**Tasks for this exercise:**
• A. According to the passage on relationship agreements, why does the writer think such agreements could help monogamous couples? Answer in one to three sentences.
• B. In the passage on relationship agreements, what practice with partners outside the primary relationship is offered as something an open couple may agree to?
• C. Write the next part of the passage on relationship agreements, picking up after its final sentence.

**Source passage:**
◇ ◇ ◇ ◇ ◇ ◇ ◇

There is a growing conversation about open and polyamorous relationships happening right now. More and more people are exploring what it’s like to allow themselves to become romantically and/or sexually involved with multiple partners. One of the cornerstones of these types of relationships that helps keep partnerships on track is a document that outlines agreements about what behaviors are okay or not allowed. A relationship agreement is a framework that helps set the parameters for openness to other relationships or experiences. It consists of items that two people agree to respect during the course of their relationship. For example, an open couple may agree to safe-sex only practices with partners outside of the primary relationship, or that each partner must tell the other if they start a new sexual relationship with someone else.
If creating this framework helps establish a clear code of conduct for non-monogamous relationships, I think using relationship agreements in monogamous relationships could cut down on the emotional turmoil that cheating causes.

◇ ◇ ◇ ◇ ◇ ◇ ◇

[Excerpts of location labeling data]
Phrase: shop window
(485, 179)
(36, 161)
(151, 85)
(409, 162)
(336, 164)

◇ ◇ ◇ ◇ ◇ ◇ ◇

**Answers in order:**
• A. Creating this kind of framework helps set a clear code of conduct for non-monogamous relationships. So the writer thinks using agreements in monogamous relationships could cut down on the emotional turmoil that cheating causes.

• B. Safe-sex only practices.

• C.
Growing up, most of us experienced monogamy-normative messages. Monogamy is expected and encouraged. Being told to wait for “the one” or being expected to narrow down who you’re dating to a particular person you commit to is so common that it’s rarely questioned. But what monogamy means has actually changed as our culture has changed. In a recent talk by Esther Perel during her promotional tour for her newest book The State of Affairs: Rethinking Infidelity, she discussed how monogamy once meant being exclusively with one person for life. Some of us still receive this message, especially those with religious upbringings, but what most of us believe monogamy to mean today is commiting to one person at a time in a long-term relationship. That means that we have come to accept that a person can have a series of monogamous relationships in their lifetime. We’re okay with serial monogamy now — just be faithful to the one you have while you have them!
In this digital age when an ex or a new lover is just a "like" away, I believe that monogamous couples should start using relationship agreements to help define the terms of their monogamy.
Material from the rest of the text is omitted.